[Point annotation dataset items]
————————
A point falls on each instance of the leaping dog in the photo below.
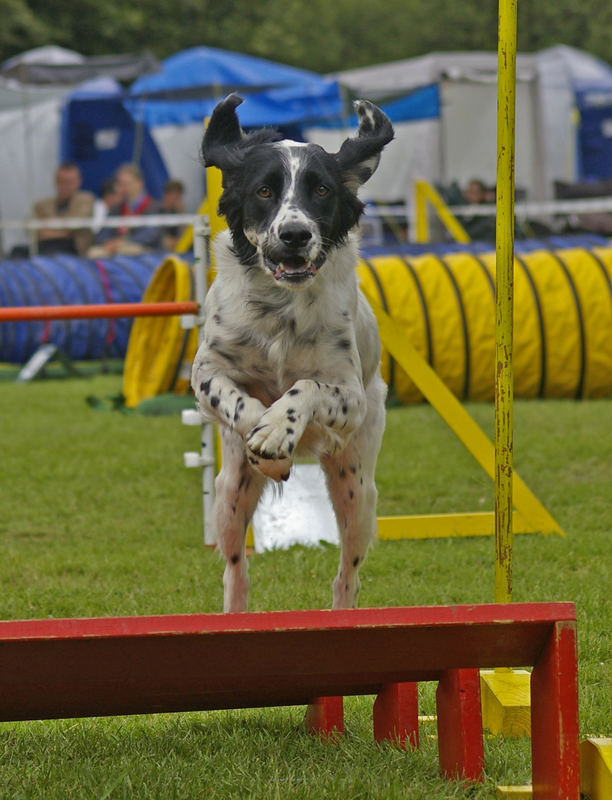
(289, 364)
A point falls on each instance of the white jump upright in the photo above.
(206, 457)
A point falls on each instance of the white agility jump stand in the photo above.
(206, 457)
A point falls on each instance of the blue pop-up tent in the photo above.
(99, 134)
(190, 83)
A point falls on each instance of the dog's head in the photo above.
(288, 204)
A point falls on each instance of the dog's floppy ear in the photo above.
(223, 133)
(358, 156)
(225, 144)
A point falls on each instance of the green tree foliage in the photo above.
(320, 35)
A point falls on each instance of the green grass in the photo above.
(99, 517)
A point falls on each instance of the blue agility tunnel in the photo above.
(70, 280)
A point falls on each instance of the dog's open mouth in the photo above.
(293, 271)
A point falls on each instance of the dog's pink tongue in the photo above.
(294, 268)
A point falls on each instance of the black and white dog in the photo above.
(290, 358)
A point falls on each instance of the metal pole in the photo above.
(504, 378)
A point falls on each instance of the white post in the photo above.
(206, 457)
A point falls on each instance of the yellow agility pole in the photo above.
(504, 299)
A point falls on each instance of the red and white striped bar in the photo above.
(96, 311)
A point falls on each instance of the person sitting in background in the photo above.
(134, 201)
(172, 203)
(478, 228)
(69, 201)
(109, 197)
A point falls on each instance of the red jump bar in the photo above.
(97, 311)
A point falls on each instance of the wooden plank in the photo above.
(554, 717)
(82, 667)
(396, 714)
(460, 725)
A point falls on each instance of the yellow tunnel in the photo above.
(562, 323)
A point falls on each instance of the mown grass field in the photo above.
(99, 517)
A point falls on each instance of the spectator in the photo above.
(68, 202)
(172, 203)
(478, 228)
(134, 201)
(109, 197)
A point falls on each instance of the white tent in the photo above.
(458, 141)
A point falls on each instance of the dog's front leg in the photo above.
(338, 409)
(238, 488)
(223, 401)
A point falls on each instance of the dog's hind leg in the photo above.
(350, 481)
(238, 488)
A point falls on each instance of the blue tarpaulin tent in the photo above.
(190, 83)
(99, 134)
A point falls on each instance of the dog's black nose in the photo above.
(295, 235)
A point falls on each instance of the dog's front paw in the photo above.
(275, 436)
(278, 469)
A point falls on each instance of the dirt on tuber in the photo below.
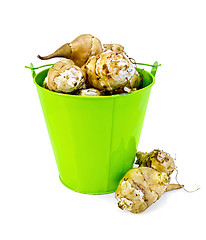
(144, 185)
(79, 50)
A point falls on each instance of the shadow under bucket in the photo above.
(94, 138)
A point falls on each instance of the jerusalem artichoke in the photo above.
(65, 76)
(111, 70)
(79, 50)
(157, 159)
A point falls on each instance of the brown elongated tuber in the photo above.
(79, 50)
(111, 70)
(141, 187)
(65, 76)
(147, 181)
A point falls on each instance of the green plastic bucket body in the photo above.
(94, 138)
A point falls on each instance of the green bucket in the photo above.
(94, 138)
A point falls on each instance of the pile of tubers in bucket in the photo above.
(88, 68)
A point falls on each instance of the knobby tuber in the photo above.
(157, 159)
(65, 76)
(79, 50)
(111, 70)
(145, 184)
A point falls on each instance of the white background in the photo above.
(33, 202)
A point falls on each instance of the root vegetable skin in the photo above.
(111, 70)
(89, 92)
(157, 159)
(140, 188)
(79, 50)
(65, 77)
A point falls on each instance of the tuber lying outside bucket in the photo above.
(94, 138)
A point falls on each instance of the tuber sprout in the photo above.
(89, 92)
(146, 182)
(111, 70)
(157, 159)
(65, 76)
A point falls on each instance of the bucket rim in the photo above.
(94, 97)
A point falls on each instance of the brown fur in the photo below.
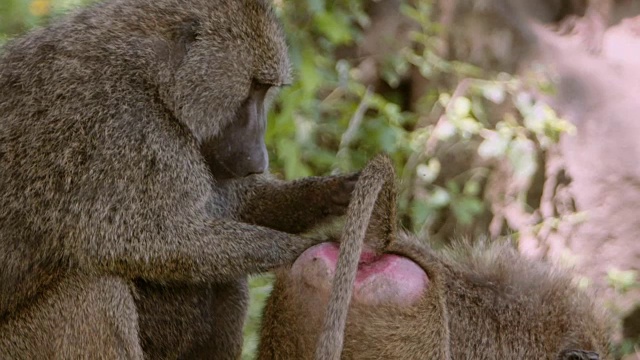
(484, 301)
(373, 209)
(109, 119)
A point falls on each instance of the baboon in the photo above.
(133, 194)
(475, 300)
(373, 209)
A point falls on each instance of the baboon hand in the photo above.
(341, 190)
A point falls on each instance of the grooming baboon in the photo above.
(470, 301)
(128, 132)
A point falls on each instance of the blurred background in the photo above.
(497, 127)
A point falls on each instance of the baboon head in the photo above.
(213, 64)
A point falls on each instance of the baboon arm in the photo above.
(297, 206)
(220, 251)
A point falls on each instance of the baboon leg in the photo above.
(228, 310)
(80, 317)
(192, 321)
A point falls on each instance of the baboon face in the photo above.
(462, 304)
(222, 69)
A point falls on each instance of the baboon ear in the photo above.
(572, 354)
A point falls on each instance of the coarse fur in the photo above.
(483, 301)
(372, 207)
(126, 132)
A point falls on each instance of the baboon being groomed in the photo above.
(469, 301)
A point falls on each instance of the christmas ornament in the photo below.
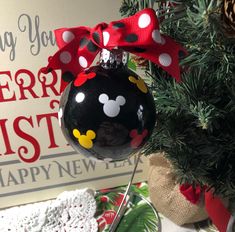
(107, 111)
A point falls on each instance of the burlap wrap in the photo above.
(165, 194)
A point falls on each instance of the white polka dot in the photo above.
(144, 20)
(67, 36)
(65, 57)
(106, 37)
(165, 59)
(82, 61)
(156, 36)
(80, 97)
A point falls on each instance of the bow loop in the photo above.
(138, 34)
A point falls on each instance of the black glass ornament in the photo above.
(107, 112)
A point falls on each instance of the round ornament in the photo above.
(107, 113)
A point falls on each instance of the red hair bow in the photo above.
(138, 34)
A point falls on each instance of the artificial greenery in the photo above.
(196, 117)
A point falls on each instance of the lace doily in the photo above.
(71, 211)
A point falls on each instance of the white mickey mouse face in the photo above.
(111, 107)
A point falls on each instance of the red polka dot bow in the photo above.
(138, 34)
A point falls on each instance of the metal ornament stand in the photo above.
(127, 196)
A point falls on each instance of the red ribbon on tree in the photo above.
(138, 34)
(215, 208)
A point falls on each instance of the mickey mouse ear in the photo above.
(76, 133)
(103, 98)
(90, 134)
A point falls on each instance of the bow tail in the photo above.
(67, 60)
(167, 59)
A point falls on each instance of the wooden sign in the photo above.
(36, 163)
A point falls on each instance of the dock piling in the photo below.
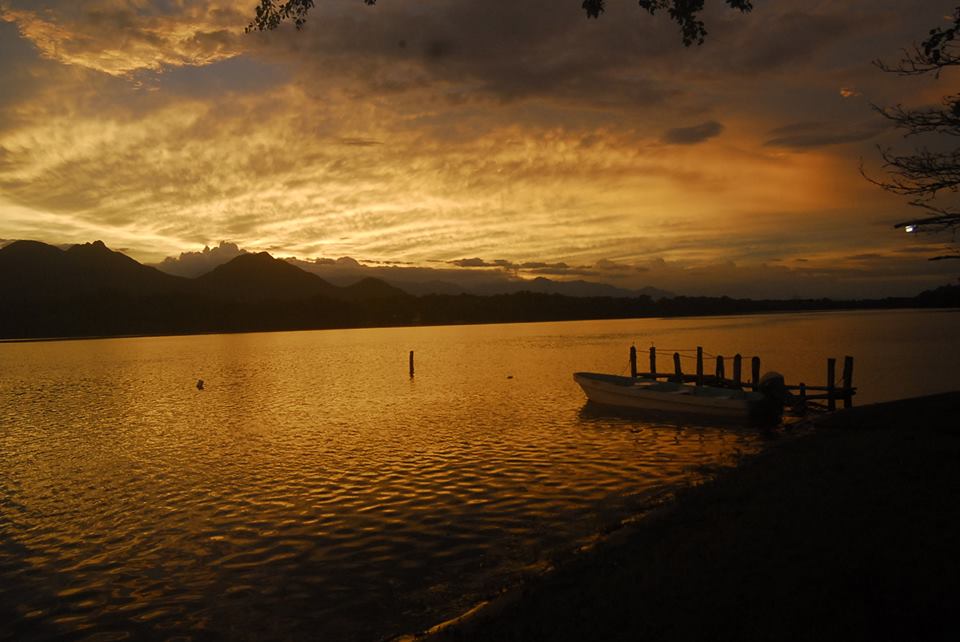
(847, 381)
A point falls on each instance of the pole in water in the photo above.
(847, 382)
(831, 384)
(699, 366)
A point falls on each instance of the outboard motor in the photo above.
(773, 386)
(774, 389)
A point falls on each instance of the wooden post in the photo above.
(831, 384)
(847, 382)
(699, 366)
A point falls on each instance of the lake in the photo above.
(314, 490)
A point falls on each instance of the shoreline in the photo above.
(752, 552)
(100, 337)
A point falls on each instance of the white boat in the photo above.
(729, 404)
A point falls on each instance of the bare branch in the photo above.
(271, 13)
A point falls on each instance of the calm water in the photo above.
(314, 491)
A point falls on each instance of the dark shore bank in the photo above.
(849, 533)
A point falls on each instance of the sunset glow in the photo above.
(430, 132)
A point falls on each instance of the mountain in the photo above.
(29, 269)
(260, 277)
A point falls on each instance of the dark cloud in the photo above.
(191, 264)
(820, 134)
(474, 262)
(360, 142)
(693, 135)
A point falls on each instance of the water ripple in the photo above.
(312, 490)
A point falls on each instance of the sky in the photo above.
(520, 139)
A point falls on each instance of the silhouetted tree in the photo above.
(271, 13)
(923, 174)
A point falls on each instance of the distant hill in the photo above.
(260, 277)
(29, 269)
(89, 290)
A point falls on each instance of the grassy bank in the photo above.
(851, 532)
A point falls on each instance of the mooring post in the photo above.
(831, 384)
(847, 382)
(699, 366)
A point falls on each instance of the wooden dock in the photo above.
(831, 392)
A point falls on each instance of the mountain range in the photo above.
(34, 270)
(90, 290)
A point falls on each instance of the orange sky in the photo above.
(432, 131)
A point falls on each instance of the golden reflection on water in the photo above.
(314, 489)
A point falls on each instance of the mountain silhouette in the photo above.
(260, 277)
(89, 290)
(29, 269)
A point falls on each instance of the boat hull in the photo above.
(675, 398)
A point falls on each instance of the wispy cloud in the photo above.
(693, 134)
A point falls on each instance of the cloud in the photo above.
(120, 38)
(191, 264)
(693, 135)
(498, 130)
(471, 263)
(820, 134)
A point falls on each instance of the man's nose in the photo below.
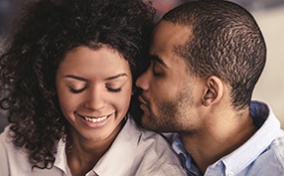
(143, 81)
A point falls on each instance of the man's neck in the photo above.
(213, 142)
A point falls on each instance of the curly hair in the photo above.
(226, 42)
(45, 31)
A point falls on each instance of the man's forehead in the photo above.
(167, 35)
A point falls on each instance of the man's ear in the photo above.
(214, 90)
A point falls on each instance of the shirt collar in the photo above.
(263, 118)
(125, 142)
(251, 149)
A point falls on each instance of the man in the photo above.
(206, 57)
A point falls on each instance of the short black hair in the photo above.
(226, 42)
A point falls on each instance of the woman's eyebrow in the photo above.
(116, 76)
(75, 77)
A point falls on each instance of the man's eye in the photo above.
(75, 91)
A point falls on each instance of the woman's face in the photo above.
(94, 90)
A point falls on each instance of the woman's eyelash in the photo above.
(114, 90)
(75, 91)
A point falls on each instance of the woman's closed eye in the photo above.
(112, 89)
(76, 90)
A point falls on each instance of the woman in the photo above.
(67, 73)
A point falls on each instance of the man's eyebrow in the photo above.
(157, 59)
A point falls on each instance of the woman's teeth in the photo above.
(95, 119)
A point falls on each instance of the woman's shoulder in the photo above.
(154, 154)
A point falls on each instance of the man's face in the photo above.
(168, 96)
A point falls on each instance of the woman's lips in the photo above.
(94, 119)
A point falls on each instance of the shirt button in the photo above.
(230, 174)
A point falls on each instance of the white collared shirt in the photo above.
(135, 151)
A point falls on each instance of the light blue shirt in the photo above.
(261, 155)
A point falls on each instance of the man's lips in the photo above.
(143, 101)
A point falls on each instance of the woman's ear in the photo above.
(214, 91)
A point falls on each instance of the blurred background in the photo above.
(268, 13)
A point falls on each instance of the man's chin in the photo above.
(148, 124)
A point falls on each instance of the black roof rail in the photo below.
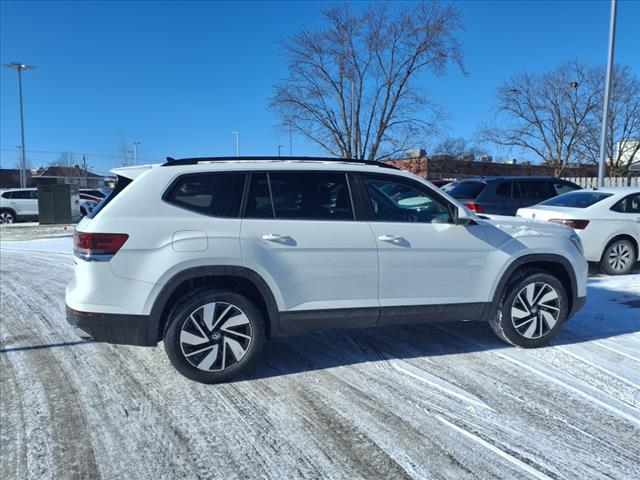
(194, 161)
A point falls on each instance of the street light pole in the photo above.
(237, 143)
(23, 162)
(607, 94)
(135, 152)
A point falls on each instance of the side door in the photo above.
(299, 232)
(425, 258)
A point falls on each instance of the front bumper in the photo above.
(113, 328)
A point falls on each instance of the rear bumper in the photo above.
(113, 328)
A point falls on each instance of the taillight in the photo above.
(575, 224)
(474, 207)
(99, 247)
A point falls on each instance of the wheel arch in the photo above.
(239, 279)
(619, 236)
(551, 263)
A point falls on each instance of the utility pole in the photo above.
(607, 94)
(237, 143)
(135, 151)
(23, 162)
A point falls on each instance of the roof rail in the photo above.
(194, 161)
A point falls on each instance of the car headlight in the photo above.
(578, 243)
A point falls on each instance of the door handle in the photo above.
(391, 238)
(276, 237)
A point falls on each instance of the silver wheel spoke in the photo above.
(209, 360)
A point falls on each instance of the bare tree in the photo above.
(353, 86)
(622, 146)
(547, 114)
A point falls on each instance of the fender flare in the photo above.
(532, 259)
(156, 323)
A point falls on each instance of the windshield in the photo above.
(580, 199)
(464, 189)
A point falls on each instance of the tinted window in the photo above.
(535, 190)
(216, 194)
(259, 199)
(395, 200)
(22, 194)
(464, 189)
(562, 187)
(311, 195)
(630, 204)
(577, 199)
(504, 190)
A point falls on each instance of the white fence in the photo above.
(590, 182)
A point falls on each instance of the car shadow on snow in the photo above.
(607, 314)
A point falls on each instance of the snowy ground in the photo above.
(446, 401)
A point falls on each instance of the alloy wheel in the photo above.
(619, 256)
(215, 336)
(535, 310)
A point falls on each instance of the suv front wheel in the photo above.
(214, 336)
(533, 308)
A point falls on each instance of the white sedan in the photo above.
(607, 220)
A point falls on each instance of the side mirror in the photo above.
(461, 217)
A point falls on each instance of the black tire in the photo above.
(516, 316)
(7, 216)
(191, 345)
(619, 257)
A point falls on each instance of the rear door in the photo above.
(299, 232)
(425, 259)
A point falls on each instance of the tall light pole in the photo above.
(23, 163)
(607, 93)
(135, 151)
(237, 143)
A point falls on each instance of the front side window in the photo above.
(311, 195)
(397, 200)
(215, 194)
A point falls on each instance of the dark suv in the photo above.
(505, 195)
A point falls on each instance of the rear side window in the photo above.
(577, 199)
(310, 196)
(562, 187)
(215, 194)
(630, 204)
(464, 189)
(535, 190)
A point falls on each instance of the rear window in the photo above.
(215, 194)
(577, 199)
(464, 189)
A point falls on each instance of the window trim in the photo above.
(178, 178)
(366, 204)
(273, 206)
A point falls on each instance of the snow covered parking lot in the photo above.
(444, 401)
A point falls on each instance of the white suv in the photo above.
(214, 256)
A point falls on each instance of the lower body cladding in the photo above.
(145, 330)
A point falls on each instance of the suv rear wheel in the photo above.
(533, 308)
(214, 336)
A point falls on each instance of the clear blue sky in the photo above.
(181, 76)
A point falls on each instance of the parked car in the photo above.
(607, 220)
(438, 182)
(21, 204)
(505, 195)
(214, 256)
(18, 204)
(96, 192)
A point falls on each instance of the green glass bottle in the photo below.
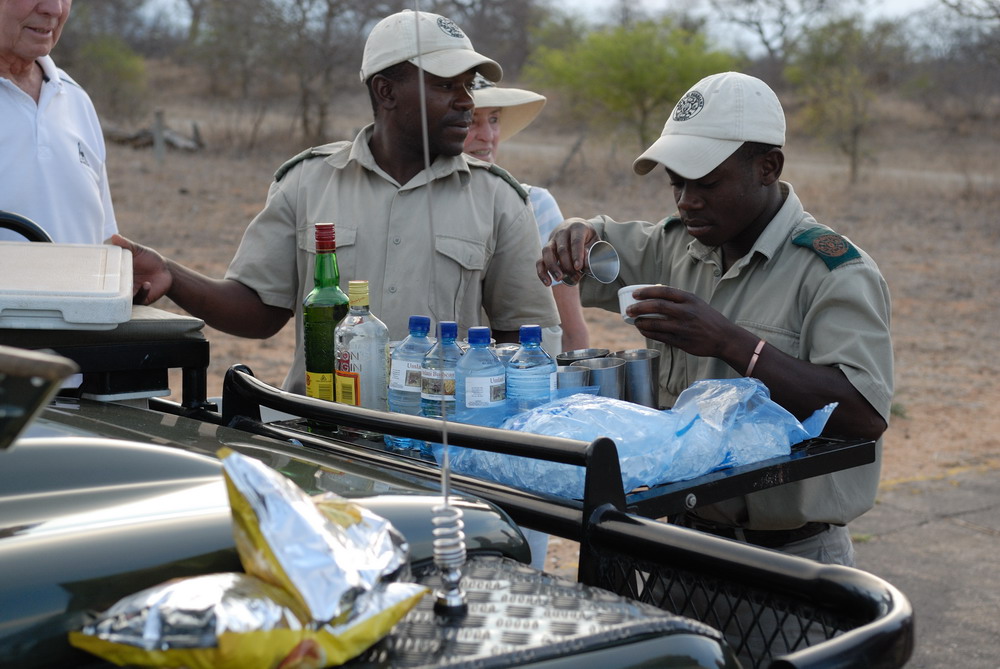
(323, 309)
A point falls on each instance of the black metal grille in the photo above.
(757, 624)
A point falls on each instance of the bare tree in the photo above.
(777, 24)
(196, 10)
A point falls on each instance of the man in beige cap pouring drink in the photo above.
(753, 286)
(447, 241)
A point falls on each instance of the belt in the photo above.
(763, 538)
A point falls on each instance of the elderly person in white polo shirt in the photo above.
(52, 152)
(500, 114)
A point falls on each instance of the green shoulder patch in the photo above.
(834, 249)
(509, 178)
(292, 162)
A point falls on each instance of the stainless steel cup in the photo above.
(506, 351)
(569, 357)
(572, 376)
(608, 374)
(642, 375)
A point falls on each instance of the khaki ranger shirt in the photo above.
(806, 290)
(479, 257)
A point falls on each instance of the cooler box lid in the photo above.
(64, 286)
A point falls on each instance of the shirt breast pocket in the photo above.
(457, 293)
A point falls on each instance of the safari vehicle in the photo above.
(110, 488)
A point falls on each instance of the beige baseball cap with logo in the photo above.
(713, 119)
(444, 50)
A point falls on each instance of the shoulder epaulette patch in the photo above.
(509, 178)
(292, 162)
(834, 249)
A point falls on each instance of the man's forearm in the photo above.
(225, 304)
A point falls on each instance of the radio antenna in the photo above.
(449, 535)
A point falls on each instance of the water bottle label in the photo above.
(438, 384)
(348, 386)
(320, 386)
(485, 391)
(405, 376)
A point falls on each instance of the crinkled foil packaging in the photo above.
(328, 558)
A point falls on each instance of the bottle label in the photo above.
(348, 388)
(405, 376)
(437, 385)
(485, 391)
(320, 386)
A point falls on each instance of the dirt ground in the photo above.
(925, 209)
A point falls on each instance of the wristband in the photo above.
(753, 360)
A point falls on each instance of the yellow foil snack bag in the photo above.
(323, 583)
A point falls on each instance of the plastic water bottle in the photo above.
(404, 376)
(480, 382)
(437, 374)
(531, 372)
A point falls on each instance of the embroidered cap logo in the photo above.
(689, 106)
(449, 27)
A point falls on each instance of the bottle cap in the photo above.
(420, 324)
(479, 336)
(325, 238)
(531, 334)
(448, 329)
(357, 292)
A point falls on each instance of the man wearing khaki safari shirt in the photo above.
(451, 241)
(751, 285)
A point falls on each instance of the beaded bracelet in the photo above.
(753, 360)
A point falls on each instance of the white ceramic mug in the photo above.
(625, 299)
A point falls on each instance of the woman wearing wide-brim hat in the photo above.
(500, 114)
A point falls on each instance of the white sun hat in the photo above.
(445, 50)
(520, 107)
(713, 119)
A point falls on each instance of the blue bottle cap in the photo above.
(479, 336)
(420, 324)
(531, 334)
(448, 329)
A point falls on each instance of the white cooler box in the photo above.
(76, 300)
(64, 286)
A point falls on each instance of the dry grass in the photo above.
(926, 210)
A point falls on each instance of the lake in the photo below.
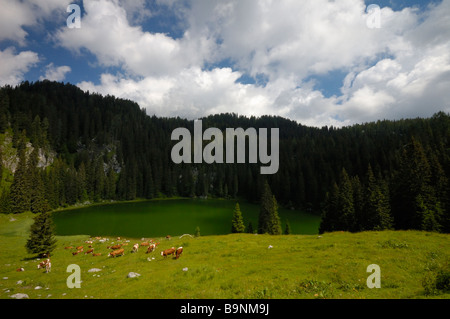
(157, 218)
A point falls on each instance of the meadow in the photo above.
(249, 266)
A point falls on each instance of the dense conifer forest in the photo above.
(60, 146)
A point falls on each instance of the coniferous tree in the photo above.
(269, 221)
(345, 207)
(287, 230)
(250, 228)
(265, 209)
(237, 223)
(414, 201)
(42, 240)
(19, 193)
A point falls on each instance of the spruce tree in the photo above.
(287, 230)
(269, 221)
(41, 239)
(265, 209)
(345, 208)
(19, 193)
(237, 223)
(250, 228)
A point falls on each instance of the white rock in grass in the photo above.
(94, 270)
(20, 296)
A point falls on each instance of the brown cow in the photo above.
(178, 252)
(168, 252)
(151, 248)
(47, 264)
(117, 252)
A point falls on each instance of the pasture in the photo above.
(174, 217)
(228, 266)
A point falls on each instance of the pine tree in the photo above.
(287, 230)
(345, 208)
(41, 239)
(414, 201)
(19, 193)
(330, 213)
(237, 223)
(250, 228)
(275, 223)
(265, 209)
(269, 221)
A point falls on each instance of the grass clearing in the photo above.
(232, 266)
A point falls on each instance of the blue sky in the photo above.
(317, 62)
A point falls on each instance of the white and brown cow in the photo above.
(178, 252)
(47, 264)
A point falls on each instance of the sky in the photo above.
(318, 62)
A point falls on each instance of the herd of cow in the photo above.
(116, 250)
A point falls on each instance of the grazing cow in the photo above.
(168, 252)
(178, 252)
(47, 264)
(151, 248)
(117, 252)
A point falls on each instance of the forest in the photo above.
(60, 146)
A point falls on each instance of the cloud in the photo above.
(53, 73)
(15, 15)
(399, 70)
(14, 66)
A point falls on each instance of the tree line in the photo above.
(72, 146)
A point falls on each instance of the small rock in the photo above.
(94, 270)
(20, 296)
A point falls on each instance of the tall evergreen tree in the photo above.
(41, 240)
(345, 207)
(269, 221)
(19, 193)
(237, 223)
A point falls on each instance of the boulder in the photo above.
(20, 296)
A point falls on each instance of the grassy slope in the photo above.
(231, 266)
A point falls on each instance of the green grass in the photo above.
(174, 217)
(232, 266)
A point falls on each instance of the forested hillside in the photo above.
(60, 145)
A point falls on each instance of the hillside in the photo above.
(104, 148)
(232, 266)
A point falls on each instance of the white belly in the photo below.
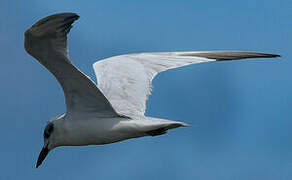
————————
● **Objective**
Find every line in the items above that contains the word "khaki", and copy each of those lines.

● **Correct result**
A point falls on each instance of the khaki ranger shirt in the photo above.
A point falls on each instance of the man wearing khaki safari shirt in the photo above.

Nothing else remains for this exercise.